** begin Task data **
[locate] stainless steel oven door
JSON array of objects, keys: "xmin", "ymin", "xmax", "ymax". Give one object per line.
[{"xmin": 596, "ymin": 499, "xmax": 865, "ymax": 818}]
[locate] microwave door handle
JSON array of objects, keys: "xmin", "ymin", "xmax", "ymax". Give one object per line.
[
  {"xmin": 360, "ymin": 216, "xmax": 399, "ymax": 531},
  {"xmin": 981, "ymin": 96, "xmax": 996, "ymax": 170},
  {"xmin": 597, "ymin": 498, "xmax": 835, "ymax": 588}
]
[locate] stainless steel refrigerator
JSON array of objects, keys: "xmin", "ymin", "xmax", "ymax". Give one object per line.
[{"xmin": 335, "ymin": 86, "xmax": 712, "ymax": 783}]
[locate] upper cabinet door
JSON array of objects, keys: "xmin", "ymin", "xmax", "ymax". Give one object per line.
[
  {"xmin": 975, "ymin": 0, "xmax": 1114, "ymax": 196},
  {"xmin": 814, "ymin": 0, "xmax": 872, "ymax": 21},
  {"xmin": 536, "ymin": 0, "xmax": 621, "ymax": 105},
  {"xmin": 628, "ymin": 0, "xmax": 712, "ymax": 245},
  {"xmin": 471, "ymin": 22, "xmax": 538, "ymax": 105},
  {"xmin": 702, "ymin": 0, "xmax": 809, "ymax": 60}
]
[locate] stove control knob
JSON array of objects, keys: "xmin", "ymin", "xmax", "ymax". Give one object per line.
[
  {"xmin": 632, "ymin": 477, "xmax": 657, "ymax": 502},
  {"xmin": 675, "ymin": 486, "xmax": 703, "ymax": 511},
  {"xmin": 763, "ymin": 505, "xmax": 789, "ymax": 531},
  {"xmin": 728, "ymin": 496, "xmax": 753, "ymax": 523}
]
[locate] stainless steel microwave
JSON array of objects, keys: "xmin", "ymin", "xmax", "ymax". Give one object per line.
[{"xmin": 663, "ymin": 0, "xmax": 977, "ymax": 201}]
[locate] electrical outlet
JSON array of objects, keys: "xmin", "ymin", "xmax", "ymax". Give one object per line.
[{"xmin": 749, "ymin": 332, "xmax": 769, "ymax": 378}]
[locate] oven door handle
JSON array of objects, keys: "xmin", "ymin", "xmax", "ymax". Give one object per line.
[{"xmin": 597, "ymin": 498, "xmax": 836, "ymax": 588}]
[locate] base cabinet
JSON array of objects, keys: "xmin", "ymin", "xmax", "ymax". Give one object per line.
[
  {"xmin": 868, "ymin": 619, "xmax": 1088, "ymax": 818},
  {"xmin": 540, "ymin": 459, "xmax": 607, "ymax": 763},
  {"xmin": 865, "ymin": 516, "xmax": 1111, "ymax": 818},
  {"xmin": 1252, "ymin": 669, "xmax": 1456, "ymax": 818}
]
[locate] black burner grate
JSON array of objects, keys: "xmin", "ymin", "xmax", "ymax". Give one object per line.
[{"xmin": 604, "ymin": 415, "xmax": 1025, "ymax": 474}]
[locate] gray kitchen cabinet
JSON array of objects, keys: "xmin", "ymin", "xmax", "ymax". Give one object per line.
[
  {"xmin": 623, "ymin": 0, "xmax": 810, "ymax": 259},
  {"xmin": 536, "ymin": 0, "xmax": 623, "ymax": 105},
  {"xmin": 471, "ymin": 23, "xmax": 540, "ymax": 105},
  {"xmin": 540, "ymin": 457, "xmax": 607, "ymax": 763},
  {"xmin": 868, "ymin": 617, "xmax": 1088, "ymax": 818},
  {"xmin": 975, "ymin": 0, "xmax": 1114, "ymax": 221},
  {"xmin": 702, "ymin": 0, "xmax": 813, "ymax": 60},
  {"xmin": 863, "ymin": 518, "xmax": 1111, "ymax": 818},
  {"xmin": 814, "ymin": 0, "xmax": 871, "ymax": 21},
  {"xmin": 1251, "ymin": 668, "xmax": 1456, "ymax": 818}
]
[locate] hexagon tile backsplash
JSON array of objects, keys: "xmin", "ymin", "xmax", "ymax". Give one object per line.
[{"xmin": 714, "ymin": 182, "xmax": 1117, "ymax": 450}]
** end Task data **
To be done: Can you lay out the entries from the line containing "[locate] gray kitchen cabinet" through the last line of the entries, both included, as a JSON list of strings with one string per line and blank lines left out?

Exercise answer:
[
  "[locate] gray kitchen cabinet",
  "JSON array of objects, keys: \"xmin\", \"ymin\", \"xmax\", \"ymax\". Give one object per line.",
  "[",
  "  {\"xmin\": 623, \"ymin\": 0, \"xmax\": 810, \"ymax\": 259},",
  "  {\"xmin\": 536, \"ymin\": 0, \"xmax\": 623, \"ymax\": 105},",
  "  {\"xmin\": 471, \"ymin\": 23, \"xmax\": 540, \"ymax\": 105},",
  "  {\"xmin\": 540, \"ymin\": 457, \"xmax\": 607, \"ymax\": 763},",
  "  {\"xmin\": 868, \"ymin\": 617, \"xmax\": 1088, \"ymax\": 818},",
  "  {\"xmin\": 975, \"ymin\": 0, \"xmax\": 1114, \"ymax\": 221},",
  "  {\"xmin\": 702, \"ymin\": 0, \"xmax\": 813, \"ymax\": 60},",
  "  {\"xmin\": 863, \"ymin\": 518, \"xmax\": 1111, \"ymax\": 818},",
  "  {\"xmin\": 814, \"ymin\": 0, \"xmax\": 871, \"ymax\": 21},",
  "  {\"xmin\": 1251, \"ymin\": 668, \"xmax\": 1456, \"ymax\": 818}",
  "]",
  "[locate] hexagon tile backsplash",
  "JSON array of objects, keys: \"xmin\", \"ymin\", \"xmax\", \"ymax\". Give one object per line.",
  "[{\"xmin\": 714, \"ymin\": 182, \"xmax\": 1117, \"ymax\": 450}]"
]